* [Задание]
Перепиши без изменений строки из записей ниже: всё от строки, в которой есть «As a warehouse robot's perception module, locate smartphone», и до самого конца записей.

* [Записи для работы]
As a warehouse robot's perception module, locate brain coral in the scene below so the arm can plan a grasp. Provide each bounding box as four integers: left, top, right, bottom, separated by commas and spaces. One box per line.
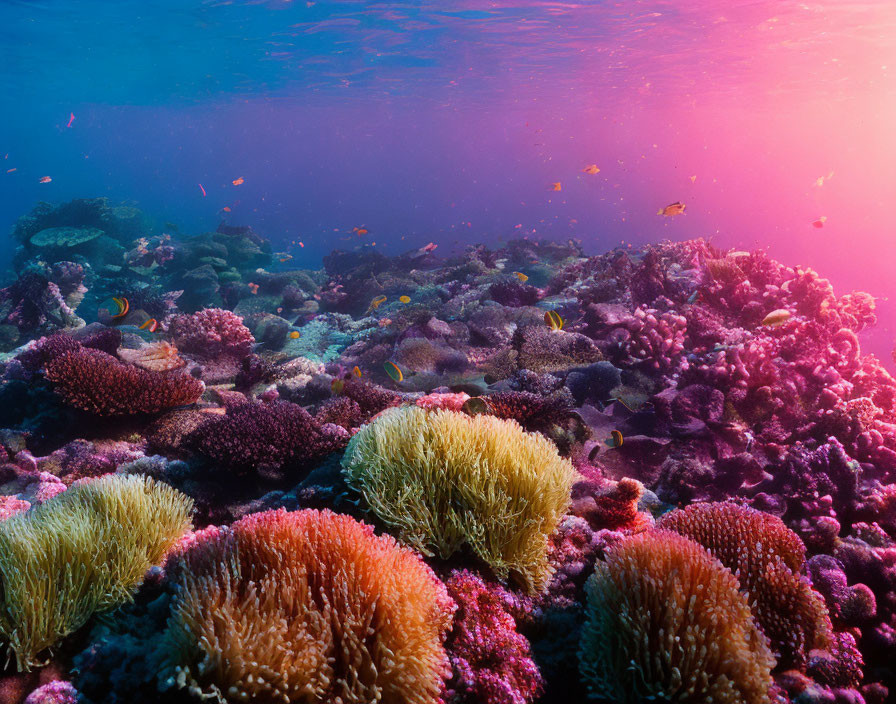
342, 406, 575, 591
0, 476, 192, 669
46, 345, 205, 416
659, 503, 832, 666
160, 509, 454, 704
579, 531, 774, 704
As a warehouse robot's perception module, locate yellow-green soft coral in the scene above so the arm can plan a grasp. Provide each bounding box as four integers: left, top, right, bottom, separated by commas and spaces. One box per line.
0, 476, 193, 670
343, 406, 576, 591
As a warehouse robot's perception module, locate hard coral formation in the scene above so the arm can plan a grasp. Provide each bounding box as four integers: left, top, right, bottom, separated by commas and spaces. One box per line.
343, 407, 575, 591
579, 531, 774, 704
184, 401, 348, 472
0, 476, 192, 670
160, 509, 454, 704
45, 345, 205, 416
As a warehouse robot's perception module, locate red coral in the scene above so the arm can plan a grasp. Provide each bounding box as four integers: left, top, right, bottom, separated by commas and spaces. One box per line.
446, 570, 543, 704
46, 343, 205, 416
168, 308, 255, 359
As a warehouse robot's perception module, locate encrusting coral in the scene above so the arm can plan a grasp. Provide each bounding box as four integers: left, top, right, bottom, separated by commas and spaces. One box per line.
0, 476, 192, 670
343, 406, 575, 591
160, 509, 455, 704
658, 503, 832, 666
579, 531, 774, 704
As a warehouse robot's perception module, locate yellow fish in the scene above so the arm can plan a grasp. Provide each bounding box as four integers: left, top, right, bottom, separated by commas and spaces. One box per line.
383, 362, 404, 383
544, 310, 563, 330
656, 201, 686, 218
112, 297, 131, 318
762, 308, 791, 328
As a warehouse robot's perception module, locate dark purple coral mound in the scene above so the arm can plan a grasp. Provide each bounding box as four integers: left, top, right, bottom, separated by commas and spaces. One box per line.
45, 343, 205, 416
184, 401, 349, 473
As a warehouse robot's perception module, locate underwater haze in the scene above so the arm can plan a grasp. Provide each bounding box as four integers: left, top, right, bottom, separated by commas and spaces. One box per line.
0, 0, 896, 356
0, 0, 896, 704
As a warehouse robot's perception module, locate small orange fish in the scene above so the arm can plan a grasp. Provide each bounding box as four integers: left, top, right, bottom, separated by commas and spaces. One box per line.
383, 362, 404, 384
112, 296, 131, 318
760, 308, 792, 328
656, 201, 686, 218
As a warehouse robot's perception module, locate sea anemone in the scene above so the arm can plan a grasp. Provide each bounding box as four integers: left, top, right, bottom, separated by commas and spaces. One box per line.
160, 509, 454, 704
0, 476, 193, 670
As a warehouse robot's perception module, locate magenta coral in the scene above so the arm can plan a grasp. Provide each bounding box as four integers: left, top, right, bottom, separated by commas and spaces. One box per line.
446, 570, 543, 704
46, 346, 205, 416
168, 308, 255, 359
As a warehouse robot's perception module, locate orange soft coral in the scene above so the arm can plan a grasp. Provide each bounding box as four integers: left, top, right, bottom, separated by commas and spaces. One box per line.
156, 509, 455, 704
579, 531, 774, 704
659, 503, 832, 666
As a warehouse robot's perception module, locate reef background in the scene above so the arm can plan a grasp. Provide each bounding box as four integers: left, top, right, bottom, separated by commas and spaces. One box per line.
0, 0, 896, 364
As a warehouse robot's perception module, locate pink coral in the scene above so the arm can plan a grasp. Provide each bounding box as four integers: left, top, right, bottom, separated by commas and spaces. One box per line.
446, 570, 543, 704
416, 391, 470, 411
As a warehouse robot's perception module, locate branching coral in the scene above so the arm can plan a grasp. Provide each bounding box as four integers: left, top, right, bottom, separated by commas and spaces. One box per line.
0, 476, 192, 669
168, 308, 255, 359
46, 346, 205, 416
160, 510, 454, 704
186, 401, 348, 472
446, 570, 543, 704
579, 531, 774, 704
343, 406, 575, 590
659, 503, 832, 666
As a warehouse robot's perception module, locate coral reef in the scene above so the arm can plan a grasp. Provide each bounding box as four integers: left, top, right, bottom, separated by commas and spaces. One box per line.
343, 407, 574, 591
159, 510, 454, 704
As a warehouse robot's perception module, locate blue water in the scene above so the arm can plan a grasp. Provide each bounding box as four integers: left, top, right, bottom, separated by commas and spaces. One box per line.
0, 0, 896, 354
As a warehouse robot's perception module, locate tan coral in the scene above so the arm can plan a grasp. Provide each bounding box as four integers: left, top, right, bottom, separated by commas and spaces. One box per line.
118, 340, 186, 372
579, 531, 774, 704
161, 509, 455, 704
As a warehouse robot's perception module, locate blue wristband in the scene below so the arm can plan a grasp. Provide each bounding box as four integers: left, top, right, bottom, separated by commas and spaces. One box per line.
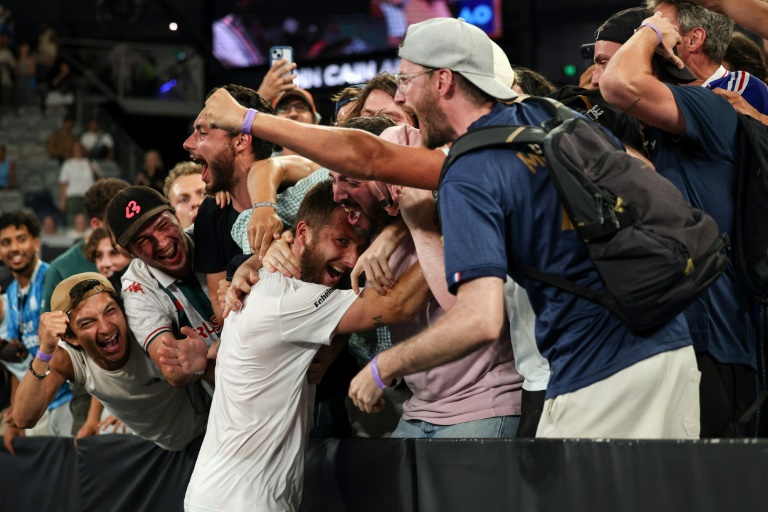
35, 350, 53, 363
240, 108, 259, 135
371, 354, 387, 389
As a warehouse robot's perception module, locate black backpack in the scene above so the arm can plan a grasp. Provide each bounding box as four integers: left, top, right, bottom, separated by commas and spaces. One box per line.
732, 114, 768, 305
440, 97, 728, 335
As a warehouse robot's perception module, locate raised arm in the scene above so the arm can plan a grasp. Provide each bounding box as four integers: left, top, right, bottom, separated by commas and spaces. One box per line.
349, 277, 505, 412
147, 327, 216, 387
693, 0, 768, 39
247, 155, 319, 257
399, 188, 456, 311
335, 263, 431, 333
600, 13, 685, 134
13, 311, 75, 428
205, 89, 445, 189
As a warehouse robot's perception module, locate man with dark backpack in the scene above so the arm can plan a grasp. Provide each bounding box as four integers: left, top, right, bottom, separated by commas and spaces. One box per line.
596, 7, 756, 437
350, 19, 699, 438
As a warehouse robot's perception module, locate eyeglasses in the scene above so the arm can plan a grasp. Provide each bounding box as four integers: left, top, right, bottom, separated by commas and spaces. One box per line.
66, 279, 107, 315
395, 68, 437, 91
276, 101, 310, 114
328, 176, 365, 187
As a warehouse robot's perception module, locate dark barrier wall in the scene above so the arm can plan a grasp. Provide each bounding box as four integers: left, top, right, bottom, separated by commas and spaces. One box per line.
0, 435, 768, 512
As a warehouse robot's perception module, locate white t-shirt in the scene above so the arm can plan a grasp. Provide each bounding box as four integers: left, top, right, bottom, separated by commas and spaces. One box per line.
184, 270, 357, 512
59, 337, 208, 451
121, 256, 221, 350
80, 131, 115, 152
504, 276, 550, 391
59, 158, 98, 197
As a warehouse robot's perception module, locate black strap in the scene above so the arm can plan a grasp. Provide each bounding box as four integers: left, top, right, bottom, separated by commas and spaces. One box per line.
440, 96, 578, 183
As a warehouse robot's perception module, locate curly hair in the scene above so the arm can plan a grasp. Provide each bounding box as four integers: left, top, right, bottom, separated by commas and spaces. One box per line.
163, 161, 203, 199
83, 178, 131, 222
645, 0, 734, 64
205, 84, 275, 160
0, 210, 40, 238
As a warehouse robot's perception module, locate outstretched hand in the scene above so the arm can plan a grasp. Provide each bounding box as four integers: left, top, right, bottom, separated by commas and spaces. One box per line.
222, 256, 261, 318
262, 231, 301, 279
256, 59, 296, 103
203, 87, 248, 133
349, 363, 384, 413
247, 207, 283, 260
643, 11, 685, 69
157, 327, 208, 375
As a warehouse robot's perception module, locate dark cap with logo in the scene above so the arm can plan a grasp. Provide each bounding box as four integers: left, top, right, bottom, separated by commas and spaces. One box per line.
595, 7, 696, 84
107, 186, 175, 247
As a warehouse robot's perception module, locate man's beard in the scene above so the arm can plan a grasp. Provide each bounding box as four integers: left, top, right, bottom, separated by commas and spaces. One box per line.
414, 88, 457, 149
9, 254, 37, 275
299, 237, 325, 284
205, 145, 235, 195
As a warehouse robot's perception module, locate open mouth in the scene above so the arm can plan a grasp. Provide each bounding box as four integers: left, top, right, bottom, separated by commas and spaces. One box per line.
326, 263, 350, 284
98, 334, 120, 354
190, 155, 208, 183
342, 203, 363, 226
157, 244, 179, 261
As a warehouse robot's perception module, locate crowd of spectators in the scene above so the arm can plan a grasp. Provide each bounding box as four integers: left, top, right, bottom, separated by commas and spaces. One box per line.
0, 0, 768, 511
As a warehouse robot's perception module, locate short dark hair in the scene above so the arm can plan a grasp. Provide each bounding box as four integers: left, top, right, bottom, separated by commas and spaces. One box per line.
205, 84, 275, 160
163, 160, 203, 199
293, 181, 341, 234
451, 71, 496, 106
62, 290, 123, 340
0, 210, 40, 238
83, 178, 131, 222
341, 114, 396, 137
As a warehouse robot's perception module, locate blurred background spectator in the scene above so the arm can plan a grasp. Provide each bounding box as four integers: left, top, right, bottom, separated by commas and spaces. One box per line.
0, 34, 16, 105
133, 149, 168, 194
80, 117, 115, 160
0, 144, 16, 190
14, 41, 37, 106
59, 142, 99, 227
48, 116, 79, 164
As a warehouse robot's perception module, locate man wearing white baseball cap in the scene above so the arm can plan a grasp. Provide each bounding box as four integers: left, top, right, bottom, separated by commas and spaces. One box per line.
350, 18, 698, 438
206, 18, 699, 438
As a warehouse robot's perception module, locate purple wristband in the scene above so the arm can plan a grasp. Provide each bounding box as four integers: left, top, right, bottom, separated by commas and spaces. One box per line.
240, 108, 259, 135
35, 350, 53, 363
640, 23, 661, 44
371, 354, 387, 389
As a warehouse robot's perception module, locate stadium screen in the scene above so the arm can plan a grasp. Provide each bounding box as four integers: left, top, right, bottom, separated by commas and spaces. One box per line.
212, 0, 501, 68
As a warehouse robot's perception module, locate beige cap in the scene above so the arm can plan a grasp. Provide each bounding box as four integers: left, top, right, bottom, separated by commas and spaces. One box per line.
51, 272, 115, 314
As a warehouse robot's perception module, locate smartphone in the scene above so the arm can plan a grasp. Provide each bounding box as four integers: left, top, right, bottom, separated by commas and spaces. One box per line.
269, 46, 293, 78
581, 43, 595, 69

* [Полный ответ]
As a warehouse robot's perception module, locate smartphone in the scene above so the arm can plan a grasp. Provide each bounding box as four integers: left, top, right, bottom, separated by commas and spaces. One box per line.
269, 46, 293, 78
581, 43, 595, 69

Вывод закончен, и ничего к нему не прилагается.